◆ YOUR TASK: Each record below must be written out exactly as given.

....................

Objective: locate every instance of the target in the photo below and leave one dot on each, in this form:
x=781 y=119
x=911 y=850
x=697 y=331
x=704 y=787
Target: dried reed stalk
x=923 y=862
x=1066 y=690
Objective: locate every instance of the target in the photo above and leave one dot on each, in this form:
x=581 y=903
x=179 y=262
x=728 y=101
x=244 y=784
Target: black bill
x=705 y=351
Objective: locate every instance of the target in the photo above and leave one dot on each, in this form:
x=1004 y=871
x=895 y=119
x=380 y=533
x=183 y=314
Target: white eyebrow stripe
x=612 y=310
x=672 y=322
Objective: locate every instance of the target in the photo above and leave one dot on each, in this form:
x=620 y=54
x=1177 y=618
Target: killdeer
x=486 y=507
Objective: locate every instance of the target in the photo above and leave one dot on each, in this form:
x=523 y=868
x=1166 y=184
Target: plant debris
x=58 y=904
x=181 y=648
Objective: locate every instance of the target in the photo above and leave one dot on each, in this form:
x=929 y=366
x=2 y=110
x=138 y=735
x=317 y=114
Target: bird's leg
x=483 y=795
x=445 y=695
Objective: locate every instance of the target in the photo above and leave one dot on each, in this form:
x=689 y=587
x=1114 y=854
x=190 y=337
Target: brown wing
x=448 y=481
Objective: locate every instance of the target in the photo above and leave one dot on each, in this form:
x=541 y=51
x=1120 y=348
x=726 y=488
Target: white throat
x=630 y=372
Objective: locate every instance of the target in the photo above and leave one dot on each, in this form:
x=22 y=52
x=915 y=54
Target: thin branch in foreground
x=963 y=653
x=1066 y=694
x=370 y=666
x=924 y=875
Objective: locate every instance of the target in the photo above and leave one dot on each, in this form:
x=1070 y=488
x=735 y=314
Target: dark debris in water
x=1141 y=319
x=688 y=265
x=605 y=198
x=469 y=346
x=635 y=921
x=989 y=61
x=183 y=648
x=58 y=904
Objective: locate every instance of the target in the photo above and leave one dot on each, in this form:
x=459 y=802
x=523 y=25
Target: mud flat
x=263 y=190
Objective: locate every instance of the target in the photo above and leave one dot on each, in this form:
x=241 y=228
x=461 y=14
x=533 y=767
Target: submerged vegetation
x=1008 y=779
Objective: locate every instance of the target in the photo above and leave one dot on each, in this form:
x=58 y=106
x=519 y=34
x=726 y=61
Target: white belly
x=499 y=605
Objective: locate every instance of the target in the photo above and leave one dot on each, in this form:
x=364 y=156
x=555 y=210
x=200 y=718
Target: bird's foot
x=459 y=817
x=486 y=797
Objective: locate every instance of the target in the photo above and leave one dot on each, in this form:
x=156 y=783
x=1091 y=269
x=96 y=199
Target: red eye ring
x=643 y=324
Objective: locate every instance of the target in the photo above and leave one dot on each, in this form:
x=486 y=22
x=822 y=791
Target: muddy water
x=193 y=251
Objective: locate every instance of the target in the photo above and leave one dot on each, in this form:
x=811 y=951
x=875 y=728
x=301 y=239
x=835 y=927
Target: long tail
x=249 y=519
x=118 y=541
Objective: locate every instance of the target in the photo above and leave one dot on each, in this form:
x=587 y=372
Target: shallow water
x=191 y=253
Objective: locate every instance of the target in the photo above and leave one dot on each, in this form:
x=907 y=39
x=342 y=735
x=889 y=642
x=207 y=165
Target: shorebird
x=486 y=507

....................

◆ EXERCISE RESPONSE:
Objective: locate every instance of the target in the photo below and leave one dot on each, in this form:
x=781 y=119
x=911 y=850
x=697 y=331
x=704 y=787
Target: dried reed stalk
x=923 y=862
x=1066 y=690
Objective: locate every instance of the target in the photo above and leave one dot on each, in this form:
x=581 y=903
x=179 y=262
x=728 y=101
x=244 y=784
Target: black bill
x=705 y=351
Objective: locate every instance of the target in the photo above and leave one dot on each, in this form:
x=1004 y=871
x=895 y=119
x=380 y=533
x=183 y=314
Target: white eyebrow stripe
x=612 y=310
x=672 y=322
Objective: locate every instance of the target in the photo above and leave one dot on each, in this form:
x=620 y=54
x=1177 y=618
Target: killdeer
x=486 y=507
Objective: locate every instance of the target in the photo above and leave one dot on each, in this form:
x=523 y=868
x=1166 y=184
Target: plant debris
x=58 y=904
x=181 y=648
Objective: locate every instance of the target in the photo above and leave one dot on each, in this form:
x=929 y=366
x=2 y=110
x=138 y=735
x=317 y=114
Target: bird's leg
x=483 y=795
x=445 y=695
Objective: locate every instance of the target in the photo above and leave one dot on each, in this form:
x=689 y=587
x=1114 y=854
x=190 y=337
Target: brown wing
x=448 y=481
Objective: locate every instance of the target in the photo above and leave one dot on each, in this form:
x=541 y=51
x=1120 y=348
x=726 y=488
Target: white throat
x=630 y=372
Objective: locate every instance of the target in the photo above and leave one dot on each, in this form:
x=22 y=52
x=915 y=54
Target: thin branch in foreground
x=963 y=653
x=1066 y=694
x=370 y=666
x=924 y=875
Objective: locate every instance of the target in the photo above and leave one dot on each, in this form:
x=1070 y=488
x=735 y=314
Target: dark debris in water
x=1141 y=319
x=688 y=265
x=605 y=198
x=469 y=346
x=635 y=921
x=989 y=61
x=183 y=648
x=58 y=904
Objective: locate every instance of the target in the photo above and leave one dot on each, in this form:
x=459 y=802
x=523 y=25
Target: mud flat
x=263 y=190
Objective: locate every instance of the target in the photo above and leave one dot on each, in this form:
x=241 y=228
x=461 y=14
x=533 y=767
Target: submerged vegetation
x=1008 y=779
Objective: locate every instance of the target in the photo above and leave one dot on each, in this form:
x=58 y=106
x=519 y=34
x=726 y=61
Target: white belly
x=499 y=605
Objective: locate every instance of the target in the photo above and leave one dot on each, in this form:
x=364 y=156
x=555 y=210
x=200 y=718
Target: bird's foot
x=459 y=817
x=486 y=797
Objective: locate every instance of the target in the photo above and leave one dot on each, in this form:
x=156 y=783
x=1091 y=269
x=96 y=199
Target: red eye ring
x=643 y=324
Objective: locate every instance of the target in the photo above and leave one dot on each, in this form:
x=486 y=22
x=822 y=791
Target: muddy water
x=193 y=251
Objective: locate every instance of the target in the photo above and leave one dot on each, in this form:
x=811 y=951
x=875 y=728
x=301 y=239
x=835 y=927
Target: long tail
x=249 y=519
x=118 y=541
Objective: locate every instance of the target in the photo above and leave one dot on each, in this form:
x=587 y=372
Target: shallow water
x=191 y=253
Objective: locate every instance of the target in the photo above and leave one dot on each, in this form:
x=907 y=39
x=342 y=735
x=889 y=642
x=207 y=165
Target: shorebird
x=486 y=507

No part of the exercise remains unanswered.